> WORK TO BE COMPLETED: Will you give the material below again, every line exactly as it is?

┌──

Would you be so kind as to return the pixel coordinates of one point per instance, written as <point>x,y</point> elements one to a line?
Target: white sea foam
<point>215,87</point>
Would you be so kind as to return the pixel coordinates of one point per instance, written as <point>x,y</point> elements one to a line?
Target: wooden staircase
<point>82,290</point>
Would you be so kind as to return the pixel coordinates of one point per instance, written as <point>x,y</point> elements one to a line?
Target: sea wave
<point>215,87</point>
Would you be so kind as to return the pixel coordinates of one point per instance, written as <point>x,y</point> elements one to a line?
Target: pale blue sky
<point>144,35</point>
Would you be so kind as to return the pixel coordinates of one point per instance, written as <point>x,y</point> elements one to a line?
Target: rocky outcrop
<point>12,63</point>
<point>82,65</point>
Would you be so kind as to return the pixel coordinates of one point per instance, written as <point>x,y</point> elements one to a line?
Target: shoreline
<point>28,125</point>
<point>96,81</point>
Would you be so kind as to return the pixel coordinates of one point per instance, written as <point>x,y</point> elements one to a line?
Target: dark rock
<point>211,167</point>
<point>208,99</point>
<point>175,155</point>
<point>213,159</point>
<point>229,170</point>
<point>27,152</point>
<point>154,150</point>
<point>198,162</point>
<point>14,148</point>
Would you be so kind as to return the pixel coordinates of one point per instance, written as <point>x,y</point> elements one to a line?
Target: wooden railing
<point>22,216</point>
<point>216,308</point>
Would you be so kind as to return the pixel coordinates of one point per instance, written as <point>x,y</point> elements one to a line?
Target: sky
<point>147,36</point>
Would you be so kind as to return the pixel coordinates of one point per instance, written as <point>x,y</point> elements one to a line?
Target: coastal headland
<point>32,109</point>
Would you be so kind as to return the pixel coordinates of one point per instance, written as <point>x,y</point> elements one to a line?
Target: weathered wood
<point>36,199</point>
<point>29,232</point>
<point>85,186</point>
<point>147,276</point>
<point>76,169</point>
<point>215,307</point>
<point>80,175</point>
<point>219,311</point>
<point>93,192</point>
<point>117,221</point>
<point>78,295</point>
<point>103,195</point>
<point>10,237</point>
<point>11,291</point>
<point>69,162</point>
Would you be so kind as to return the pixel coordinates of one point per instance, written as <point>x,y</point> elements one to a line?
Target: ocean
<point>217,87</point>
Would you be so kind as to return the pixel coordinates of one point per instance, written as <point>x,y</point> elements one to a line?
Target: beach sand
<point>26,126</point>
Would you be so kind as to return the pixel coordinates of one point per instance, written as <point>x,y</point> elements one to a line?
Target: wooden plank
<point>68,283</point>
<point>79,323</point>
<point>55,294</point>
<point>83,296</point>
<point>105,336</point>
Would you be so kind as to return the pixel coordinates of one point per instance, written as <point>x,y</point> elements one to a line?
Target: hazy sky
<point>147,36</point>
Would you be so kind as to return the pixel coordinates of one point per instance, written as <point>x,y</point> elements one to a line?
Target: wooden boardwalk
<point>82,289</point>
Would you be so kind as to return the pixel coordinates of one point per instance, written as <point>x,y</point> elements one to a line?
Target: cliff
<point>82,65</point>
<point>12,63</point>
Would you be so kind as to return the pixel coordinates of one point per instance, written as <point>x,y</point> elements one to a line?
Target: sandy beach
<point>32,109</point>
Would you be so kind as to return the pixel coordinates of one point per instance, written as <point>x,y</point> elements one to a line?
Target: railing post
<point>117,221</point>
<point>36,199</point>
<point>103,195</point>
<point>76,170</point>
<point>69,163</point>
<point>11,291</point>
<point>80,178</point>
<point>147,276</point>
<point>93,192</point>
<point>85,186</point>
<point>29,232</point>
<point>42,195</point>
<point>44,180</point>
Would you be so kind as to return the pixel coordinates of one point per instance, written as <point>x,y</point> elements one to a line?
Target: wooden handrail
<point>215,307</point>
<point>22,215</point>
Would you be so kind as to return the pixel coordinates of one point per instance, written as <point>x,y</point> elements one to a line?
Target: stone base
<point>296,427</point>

└──

> SOLUTION TO THE PROBLEM:
Would you be so kind as to return the pixel coordinates of one point per instance, written as <point>x,y</point> elements one to a line?
Target: white sea foam
<point>215,87</point>
Would you be so kind as to return the pixel coordinates of one point per instance, written as <point>x,y</point> elements one to a line?
Target: wooden staircase
<point>82,290</point>
Would you be so kind as to return the pixel coordinates of one point per instance, written as <point>x,y</point> elements one to a line?
Target: sea wave
<point>215,87</point>
Would you be so kind as to return the pixel coordinates of one point per instance, written as <point>x,y</point> elements one to a line?
Target: pale blue sky
<point>144,35</point>
Would you be so kind as to return the pixel coordinates of one point per instance, written as <point>x,y</point> elements one to a line?
Target: rocky outcrop
<point>12,63</point>
<point>82,65</point>
Would you be so kind as to return the pixel coordinates of one point per instance, written as <point>x,y</point> elements one to a line?
Target: shoreline
<point>28,125</point>
<point>96,81</point>
Would you be so kind as to return the pixel coordinates of one point per instance, written as <point>x,y</point> elements one to a line?
Target: dark rock
<point>211,167</point>
<point>208,99</point>
<point>175,155</point>
<point>213,159</point>
<point>229,170</point>
<point>27,152</point>
<point>154,150</point>
<point>198,162</point>
<point>14,148</point>
Would you be so kind as to return the pixel coordinates of one point per instance, written as <point>x,y</point> elements one to a line?
Target: wooden railing
<point>22,216</point>
<point>216,308</point>
Would you be so kind as to return the pixel coordinates of one point per instance, written as <point>x,y</point> elements one to a line?
Target: sky
<point>147,36</point>
Would you be so kind as to return the pixel coordinates of one point per instance, written as <point>x,y</point> elements one to a line?
Target: coastal headland
<point>32,109</point>
Would you be so kind as to return the pixel coordinates of one point per instance, written as <point>x,y</point> elements one to a line?
Target: weathered wood
<point>36,199</point>
<point>29,232</point>
<point>85,186</point>
<point>147,276</point>
<point>76,169</point>
<point>215,307</point>
<point>80,175</point>
<point>219,311</point>
<point>93,192</point>
<point>117,221</point>
<point>78,295</point>
<point>103,195</point>
<point>10,237</point>
<point>11,291</point>
<point>69,162</point>
Would you be so kind as to return the pixel coordinates of one point per instance, written as <point>x,y</point> elements one to a line?
Target: ocean
<point>217,87</point>
Would you be so kind as to return the pixel coordinates of one point per instance, written as <point>x,y</point> elements one to a line?
Target: beach sand
<point>26,126</point>
Would you be so kind as to return the pixel coordinates of one point per instance, written as <point>x,y</point> elements one to a line?
Target: wooden plank
<point>68,283</point>
<point>79,323</point>
<point>55,294</point>
<point>83,296</point>
<point>105,336</point>
Would you be so kind as to return the pixel coordinates of one point per instance, written as <point>x,y</point> elements one to a line?
Target: hazy sky
<point>147,36</point>
Would you be so kind as to return the pixel coordinates of one point per instance, written as <point>x,y</point> elements one to a line?
Target: wooden boardwalk
<point>82,289</point>
Would you be so kind as to return the pixel coordinates of one point per instance, written as <point>x,y</point> elements one to a line?
Target: cliff
<point>82,65</point>
<point>12,63</point>
Would you be so kind as to return the pixel coordinates of one point per instance, written as <point>x,y</point> elements one to a line?
Target: sandy beach
<point>32,109</point>
Would you be so kind as to return the pixel coordinates of one point per instance, written as <point>x,y</point> elements one to a line?
Target: railing post
<point>117,221</point>
<point>36,199</point>
<point>103,195</point>
<point>76,170</point>
<point>69,163</point>
<point>11,291</point>
<point>80,178</point>
<point>147,276</point>
<point>93,192</point>
<point>85,186</point>
<point>29,232</point>
<point>42,195</point>
<point>44,180</point>
Would you be so kind as to return the pixel coordinates of one point per instance, written as <point>x,y</point> elements one to a line?
Target: wooden handrail
<point>215,307</point>
<point>22,215</point>
Would you be so kind as to return the pixel coordinates of one point per instance, written as <point>x,y</point> elements one to a line?
Target: stone base
<point>296,427</point>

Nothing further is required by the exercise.